:: About this task ::
Could you output each line below exactly as it appears, excluding any pictures?

··· Data for analysis

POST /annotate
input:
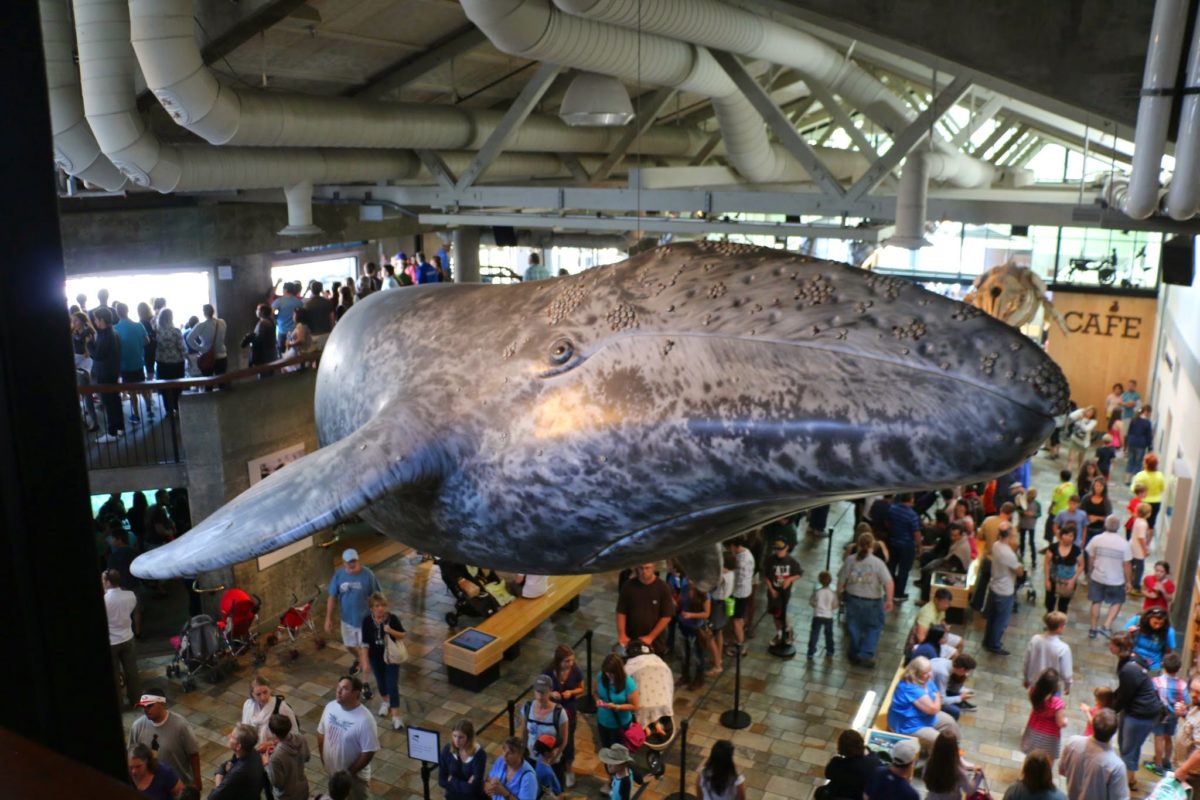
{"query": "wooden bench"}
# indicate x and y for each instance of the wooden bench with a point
(473, 655)
(881, 719)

······

:: Result for this task ::
POST /annotate
input:
{"query": "wooden bench"}
# indicate x and y for each instance of the wooden bench with a point
(473, 655)
(881, 719)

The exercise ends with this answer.